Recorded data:
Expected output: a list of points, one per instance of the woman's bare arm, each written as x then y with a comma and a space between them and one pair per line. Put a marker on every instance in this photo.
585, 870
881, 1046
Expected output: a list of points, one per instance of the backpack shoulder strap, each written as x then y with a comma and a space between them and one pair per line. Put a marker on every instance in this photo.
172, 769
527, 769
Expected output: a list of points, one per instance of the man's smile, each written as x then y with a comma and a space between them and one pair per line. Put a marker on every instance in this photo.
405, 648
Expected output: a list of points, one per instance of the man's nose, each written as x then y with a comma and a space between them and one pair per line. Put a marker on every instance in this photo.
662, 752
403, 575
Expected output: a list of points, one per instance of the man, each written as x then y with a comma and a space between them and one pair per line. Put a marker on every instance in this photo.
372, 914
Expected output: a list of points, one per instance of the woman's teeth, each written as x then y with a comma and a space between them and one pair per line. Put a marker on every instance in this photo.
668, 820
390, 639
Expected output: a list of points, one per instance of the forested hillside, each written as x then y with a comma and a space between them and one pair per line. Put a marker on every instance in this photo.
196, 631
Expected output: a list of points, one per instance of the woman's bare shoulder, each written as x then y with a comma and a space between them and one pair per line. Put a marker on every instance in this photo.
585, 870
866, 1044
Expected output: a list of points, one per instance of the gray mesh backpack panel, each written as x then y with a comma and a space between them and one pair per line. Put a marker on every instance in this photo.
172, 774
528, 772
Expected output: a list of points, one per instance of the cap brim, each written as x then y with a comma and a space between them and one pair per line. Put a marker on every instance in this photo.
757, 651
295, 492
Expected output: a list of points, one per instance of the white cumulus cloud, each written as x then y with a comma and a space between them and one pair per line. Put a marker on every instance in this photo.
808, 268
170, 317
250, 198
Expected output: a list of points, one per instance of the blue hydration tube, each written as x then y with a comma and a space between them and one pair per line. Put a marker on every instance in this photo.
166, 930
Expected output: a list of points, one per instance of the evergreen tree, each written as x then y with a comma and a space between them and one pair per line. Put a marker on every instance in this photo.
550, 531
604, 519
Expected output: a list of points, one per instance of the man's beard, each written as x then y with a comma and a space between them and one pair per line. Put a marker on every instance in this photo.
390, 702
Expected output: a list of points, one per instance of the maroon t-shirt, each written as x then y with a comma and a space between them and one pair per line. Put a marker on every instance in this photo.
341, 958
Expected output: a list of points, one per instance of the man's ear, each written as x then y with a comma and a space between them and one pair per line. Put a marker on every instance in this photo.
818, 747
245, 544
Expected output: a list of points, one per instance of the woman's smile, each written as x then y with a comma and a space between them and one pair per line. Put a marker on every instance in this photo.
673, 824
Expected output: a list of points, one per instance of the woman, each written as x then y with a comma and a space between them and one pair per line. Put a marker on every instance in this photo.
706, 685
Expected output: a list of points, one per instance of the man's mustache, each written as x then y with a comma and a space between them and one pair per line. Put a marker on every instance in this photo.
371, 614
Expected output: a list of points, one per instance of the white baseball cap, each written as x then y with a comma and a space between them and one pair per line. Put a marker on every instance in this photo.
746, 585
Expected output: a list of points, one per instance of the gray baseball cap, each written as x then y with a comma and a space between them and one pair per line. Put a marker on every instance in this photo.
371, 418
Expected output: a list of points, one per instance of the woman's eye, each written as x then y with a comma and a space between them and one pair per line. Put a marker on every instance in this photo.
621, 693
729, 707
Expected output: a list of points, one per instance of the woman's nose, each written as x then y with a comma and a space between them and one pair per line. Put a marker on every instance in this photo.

### Task brief
All of the entries should be output exactly as they appear above.

### Output for this task
Expected output: a list of points, one per instance of the woman's bare arm, each written as x then y with a comma and a space between them and one pair per line. Put a marker on every instance in this photo.
585, 870
881, 1046
Expected output: a list of points, one per instance of the backpack shoulder strap, each written as x then y with a comma and a space between them and one pair per line. Put a marker on every instance in this photo.
172, 769
527, 769
Expected output: a list of points, one per instance of the man's smile, each written as x then y with a comma and a space between them and one pair per line. Put a marker on every instance in this photo.
405, 648
Expected output: a list of points, one per instance of the man's nose, each written as x then y with a comma and a space between them and one pair per line. Put a marker on every instance in this photo.
662, 752
403, 575
Expected output: a list of points, one per instance of the man, each written as x then y with a comma and a space between them and one pair per line. Put a marker on every instance in this photo.
372, 914
Expected output: a list of points, one per instance of the woman's teeth, each written as x then y with a comma and a space between them and one pair per line. Put a marker on every instance in this photo.
668, 820
390, 639
Expected output: a list of points, one per instance of the forested hillside, each written as x then y with a comma and a space between them and one pair per line. Put a marker on every instance in this photo.
196, 631
Expected output: a list of points, one per instance of the woman's bare shoulder, each written as x then y with a comma and a space between them and one pair per line. Put a marker on every instance in this photo.
585, 870
866, 1044
Expected output: a list of points, one per instance of the gray mesh backpack panel, each written as x then y with a comma and a space between them and one pair per line. Put a marker on every instance in this photo.
172, 774
528, 772
Expected output: a list of points, one per instance of the cap brim, each written as x then y with a comma and a space between them and one pair per line. Put a marker on every instance in this photo.
757, 651
295, 492
Expected output: a list of points, one per instance of the white cumulus cloud, each written as x then y with a comma and a space between them and one pair per line. Put a marker on every instance in this photo.
808, 268
170, 317
250, 198
Expected output: a list of points, one per instance of the blue hydration tube, each written as x then y with a comma and a space between them and one pair per line. Put a marker on every instance in this photo.
166, 930
Expected output: a list of points, one per instance of the evergreen tree, each written as x then y with a comma and a space between them and one pair per line. Put a marker on every instance in this photo.
550, 531
604, 519
Expected output: a list of points, one per instance of the man's beard, each written as x then y with a comma and a space between them and one pair per line. Put a marker on every instance in this photo.
390, 702
Expected output: a list of points, one per instance of the maroon t-shirt, each written as x then y with a comma and a space between them and one pair per line. Put a marker on every instance in this photo.
341, 958
Expected output: a list of points, one per instance of the man's ear, each written as x then y with a comma and a space between them and one pair per line. Put a marker on every instance in this photo.
818, 747
245, 544
Expected output: a list of points, one per instance of the woman's smile, each written as x then y with a comma and a space between them and one pair per line. Put a marker on every instance in this photo.
673, 824
Expected output: a list of points, one per instance of the woman, each written as x then y with a comma and a space between them and one pair per line. Put a marker on every instance in this photo.
706, 685
Expected output: a list of points, one per instance of the man's mustache, each written as x then y with a comma and a space between them and one pair per line. Put a marker on every instance in this photo.
371, 614
Expected output: a list of points, one per instance of the white baseball cap, each written as x then y with a comma and a space between them and one pair per line. Put a marker on every instance in this photo.
746, 585
Expected output: a list of points, one per instance of the gray baseball cap, each written as x then y with a comma and a space between them and one pair per line. Put a marker on every instance in this photo.
371, 418
Expected output: a list of points, one per instance of the woman's eye, each written as x then y with a comma and a space between them and one pair per line. Put a marker on every instance in this photo.
621, 693
729, 707
Expected output: a list of points, one per instance of the woman's nose, each written as x then y with a comma and a space between them and one pair per line. Put a marker on every instance in this photo.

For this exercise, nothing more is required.